## PAGE TEXT
========

Hilbert College Global Online Blog

How to Start a Career in Cybersecurity

Written by: Hilbert College   •  May 9, 2023
An Information Security Analyst Pauses While Working at a Desk With Computer Screens Showing Lines of Code.

How to Start a Career in Cybersecurity

As companies continue to adopt and increase their use of digital technology and internet-based services, there has been a rise in cybercrime, resulting in increased company losses from damages and delays. IBM reported in 2022 that the average cost of a data breach in the U.S. had reached a record high of $4.35 million, taking an average of 277 disruptive days to identify and contain each breach.

These attacks aren’t just unlucky breaks for a handful of big companies. Survey data from Check Point Research shows a 50% increase in cyberattack attempts on corporate networks globally in 2021 over the previous year. Since the rate and consequences of cyberattacks only seem to be increasing, organizations will likely look to fill increasingly crucial cybersecurity roles, giving individuals interested in cybersecurity excellent opportunities to enter a thriving career field.

========

## EXERCISE INPUTS
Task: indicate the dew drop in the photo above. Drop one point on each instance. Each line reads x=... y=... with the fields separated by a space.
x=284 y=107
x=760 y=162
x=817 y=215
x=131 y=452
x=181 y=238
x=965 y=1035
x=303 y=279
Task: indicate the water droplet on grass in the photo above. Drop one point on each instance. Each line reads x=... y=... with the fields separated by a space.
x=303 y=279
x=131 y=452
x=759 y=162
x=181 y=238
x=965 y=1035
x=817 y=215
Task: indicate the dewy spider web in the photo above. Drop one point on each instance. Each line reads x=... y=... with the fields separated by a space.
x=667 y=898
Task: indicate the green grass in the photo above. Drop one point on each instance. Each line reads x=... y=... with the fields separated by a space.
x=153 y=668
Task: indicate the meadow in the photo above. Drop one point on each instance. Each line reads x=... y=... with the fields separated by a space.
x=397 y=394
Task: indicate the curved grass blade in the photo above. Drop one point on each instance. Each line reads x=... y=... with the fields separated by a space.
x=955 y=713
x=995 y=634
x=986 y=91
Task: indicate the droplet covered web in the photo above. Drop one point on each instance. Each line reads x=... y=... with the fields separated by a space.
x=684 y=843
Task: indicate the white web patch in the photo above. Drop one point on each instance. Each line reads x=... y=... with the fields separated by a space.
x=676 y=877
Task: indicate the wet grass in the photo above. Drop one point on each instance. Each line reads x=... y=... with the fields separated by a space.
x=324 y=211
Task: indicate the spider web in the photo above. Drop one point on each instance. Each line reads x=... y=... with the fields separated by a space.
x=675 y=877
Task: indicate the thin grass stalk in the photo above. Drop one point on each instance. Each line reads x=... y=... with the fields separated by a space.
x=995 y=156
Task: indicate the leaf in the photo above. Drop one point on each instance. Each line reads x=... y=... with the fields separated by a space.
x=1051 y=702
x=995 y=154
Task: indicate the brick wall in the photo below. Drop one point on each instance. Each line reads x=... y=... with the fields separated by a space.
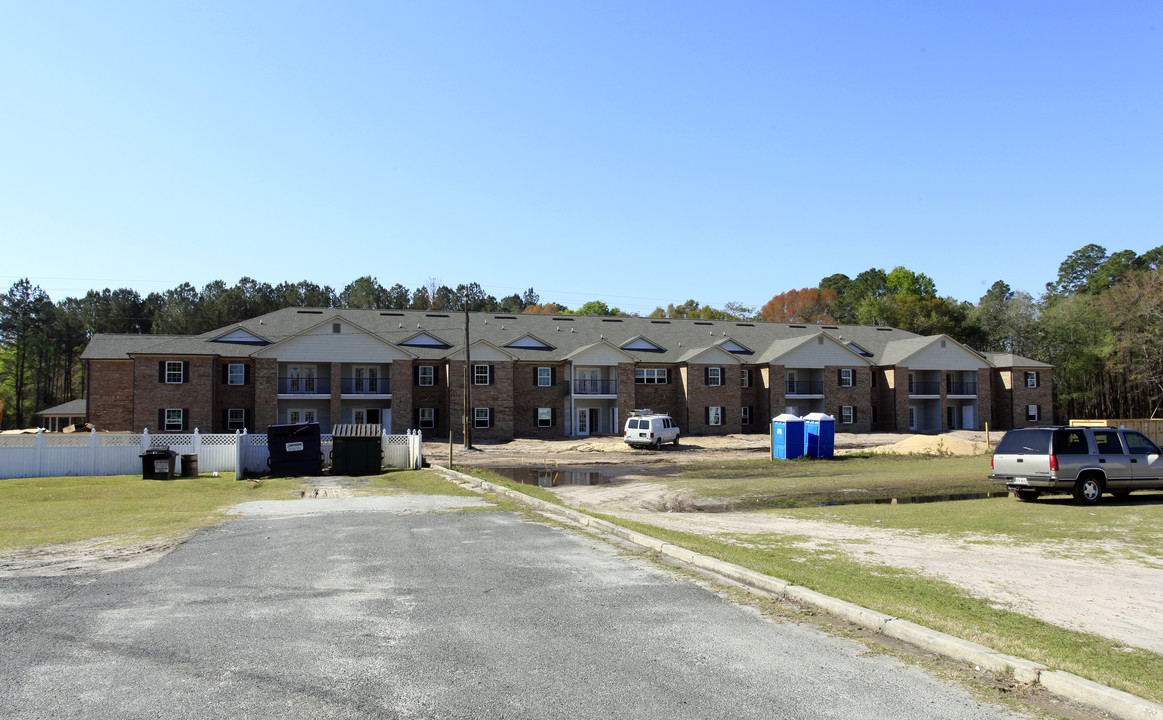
x=700 y=396
x=111 y=394
x=195 y=394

========

## GIVEN PROBLEM A
Reproduce the cybersecurity article word for word, starting with the words "Hilbert College Global" and ending after "contain each breach.".
## GIVEN PROBLEM B
Present the rows as a numbered list with blank lines omitted, beginning with the line that contains "Task: indicate the wet" and ending after the line that contains "x=995 y=154". Include only those rows.
The rows are unrelated to the cybersecurity article.

## CORRECT ANSWER A
Hilbert College Global Online Blog

How to Start a Career in Cybersecurity

Written by: Hilbert College   •  May 9, 2023
An Information Security Analyst Pauses While Working at a Desk With Computer Screens Showing Lines of Code.

How to Start a Career in Cybersecurity

As companies continue to adopt and increase their use of digital technology and internet-based services, there has been a rise in cybercrime, resulting in increased company losses from damages and delays. IBM reported in 2022 that the average cost of a data breach in the U.S. had reached a record high of $4.35 million, taking an average of 277 disruptive days to identify and contain each breach.

## CORRECT ANSWER B
1. Task: indicate the wet grass in the photo above. Drop one point on each instance. Each line reads x=... y=... with the fields separated by a space.
2. x=324 y=211
3. Task: indicate the spider web in the photo above. Drop one point on each instance. Each line reads x=... y=... with the fields separated by a space.
4. x=675 y=877
5. Task: indicate the thin grass stalk in the photo above. Drop one point on each instance. Each line reads x=... y=... with the fields separated by a space.
6. x=995 y=156
7. Task: indicate the leaf in the photo above. Drop one point on each instance. Each line reads x=... y=... with the fields separated by a space.
8. x=1051 y=702
9. x=995 y=154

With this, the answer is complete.